A complete guide to the HCPC Standards of Conduct, Performance and Ethics — what each standard requires across all 15 HCPC professions, how they are assessed in fitness to practise proceedings, and how to demonstrate ongoing compliance.
Every HCPC-registered professional must meet the Standards of Conduct, Performance and Ethics. These standards are the benchmark against which all HCPC fitness to practise assessments are made.
The HCPC Standards of Conduct, Performance and Ethics set out the professional values and behaviours expected of all health and care professionals registered with the HCPC. They apply across all 15 HCPC-regulated professions: from physiotherapists to speech therapists, paramedics to psychologists.
All HCPC fitness to practise assessments are conducted against these standards alongside the profession-specific Standards of Proficiency. The guide to HCPC investigation process explains how both sets of standards are applied.
------------------------------
CHECK YOUR UNDERSTANDING =
a) Answer these from the text on the HCPC Standards of Conduct, Performance and Ethics:
(i) How many professions do the standards apply across?
(ii) Alongside these standards, what are all HCPC fitness to practise assessments conducted against?
(iii) What does the guide to HCPC investigation process explain?
b) Return the passage of the text on the HCPC Standards of Conduct, Performance and Ethics from "A complete guide" to "assessments are made.", copied word for word.

Recorded data:
------------------------------
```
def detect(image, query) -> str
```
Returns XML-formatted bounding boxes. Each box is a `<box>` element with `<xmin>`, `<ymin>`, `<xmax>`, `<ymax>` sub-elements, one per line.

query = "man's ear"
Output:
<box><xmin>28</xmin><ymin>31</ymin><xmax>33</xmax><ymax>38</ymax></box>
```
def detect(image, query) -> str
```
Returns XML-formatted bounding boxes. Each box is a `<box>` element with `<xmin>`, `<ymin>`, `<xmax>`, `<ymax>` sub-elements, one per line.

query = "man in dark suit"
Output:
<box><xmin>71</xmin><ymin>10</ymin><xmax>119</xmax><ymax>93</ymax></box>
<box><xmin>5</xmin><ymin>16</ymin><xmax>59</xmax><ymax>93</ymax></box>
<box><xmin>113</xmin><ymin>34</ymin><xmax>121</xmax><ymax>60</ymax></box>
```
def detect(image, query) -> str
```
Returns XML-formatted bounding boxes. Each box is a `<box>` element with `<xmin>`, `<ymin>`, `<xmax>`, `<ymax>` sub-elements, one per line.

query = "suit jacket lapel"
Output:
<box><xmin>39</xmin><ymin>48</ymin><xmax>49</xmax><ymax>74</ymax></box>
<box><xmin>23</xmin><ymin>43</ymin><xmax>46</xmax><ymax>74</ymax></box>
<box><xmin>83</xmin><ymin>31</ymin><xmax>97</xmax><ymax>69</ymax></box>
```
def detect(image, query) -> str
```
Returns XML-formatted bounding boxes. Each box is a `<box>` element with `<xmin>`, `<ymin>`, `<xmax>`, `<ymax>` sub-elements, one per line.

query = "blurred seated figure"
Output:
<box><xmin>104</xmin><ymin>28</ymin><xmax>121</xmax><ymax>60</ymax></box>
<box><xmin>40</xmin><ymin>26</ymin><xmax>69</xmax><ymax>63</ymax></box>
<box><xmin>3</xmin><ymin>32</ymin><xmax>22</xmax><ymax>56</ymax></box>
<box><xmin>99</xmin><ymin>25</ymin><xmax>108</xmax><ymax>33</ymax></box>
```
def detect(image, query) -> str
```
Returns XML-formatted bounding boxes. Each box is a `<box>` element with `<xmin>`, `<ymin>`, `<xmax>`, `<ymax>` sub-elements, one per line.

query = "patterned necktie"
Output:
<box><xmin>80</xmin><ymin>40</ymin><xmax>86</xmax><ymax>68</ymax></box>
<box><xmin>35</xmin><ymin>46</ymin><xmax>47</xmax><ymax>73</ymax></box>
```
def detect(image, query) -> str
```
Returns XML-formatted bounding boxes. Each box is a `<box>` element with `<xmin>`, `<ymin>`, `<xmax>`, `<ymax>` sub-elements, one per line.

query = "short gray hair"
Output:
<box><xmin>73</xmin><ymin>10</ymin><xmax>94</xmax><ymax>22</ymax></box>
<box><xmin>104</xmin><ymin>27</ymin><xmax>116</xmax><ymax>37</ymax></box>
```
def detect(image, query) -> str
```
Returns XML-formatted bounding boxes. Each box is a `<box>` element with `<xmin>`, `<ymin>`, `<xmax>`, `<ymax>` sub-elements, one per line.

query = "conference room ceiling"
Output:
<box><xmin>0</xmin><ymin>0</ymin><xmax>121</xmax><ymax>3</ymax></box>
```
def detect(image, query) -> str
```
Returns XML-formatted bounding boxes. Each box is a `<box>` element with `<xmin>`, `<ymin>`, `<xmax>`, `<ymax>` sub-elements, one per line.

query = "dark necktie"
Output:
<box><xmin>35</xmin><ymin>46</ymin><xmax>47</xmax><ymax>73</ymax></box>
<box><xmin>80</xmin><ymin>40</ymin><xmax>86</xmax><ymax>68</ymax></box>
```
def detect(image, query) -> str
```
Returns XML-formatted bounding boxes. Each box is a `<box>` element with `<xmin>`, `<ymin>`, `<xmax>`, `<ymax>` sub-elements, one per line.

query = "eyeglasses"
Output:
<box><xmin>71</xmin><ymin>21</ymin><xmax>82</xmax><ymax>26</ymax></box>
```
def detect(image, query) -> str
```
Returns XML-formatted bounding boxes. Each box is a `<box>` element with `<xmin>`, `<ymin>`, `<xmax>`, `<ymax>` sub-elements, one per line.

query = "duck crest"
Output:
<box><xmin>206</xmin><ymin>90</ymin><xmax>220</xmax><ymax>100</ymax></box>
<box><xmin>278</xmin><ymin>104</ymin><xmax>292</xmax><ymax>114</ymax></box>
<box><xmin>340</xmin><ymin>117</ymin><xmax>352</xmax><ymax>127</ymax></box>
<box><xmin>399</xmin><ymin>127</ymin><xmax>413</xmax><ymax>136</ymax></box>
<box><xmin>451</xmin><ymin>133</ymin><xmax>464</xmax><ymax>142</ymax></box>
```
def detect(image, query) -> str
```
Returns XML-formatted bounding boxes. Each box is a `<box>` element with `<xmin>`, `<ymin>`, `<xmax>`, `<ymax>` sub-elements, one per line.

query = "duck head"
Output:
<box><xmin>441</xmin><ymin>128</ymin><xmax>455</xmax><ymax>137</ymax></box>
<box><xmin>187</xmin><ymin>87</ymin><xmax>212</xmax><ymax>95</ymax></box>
------------------------------
ANSWERS BY TASK =
a)
(i) 15
(ii) The profession-specific Standards of Proficiency
(iii) How both sets of standards are applied

b)
A complete guide to the HCPC Standards of Conduct, Performance and Ethics — what each standard requires across all 15 HCPC professions, how they are assessed in fitness to practise proceedings, and how to demonstrate ongoing compliance.
Every HCPC-registered professional must meet the Standards of Conduct, Performance and Ethics. These standards are the benchmark against which all HCPC fitness to practise assessments are made.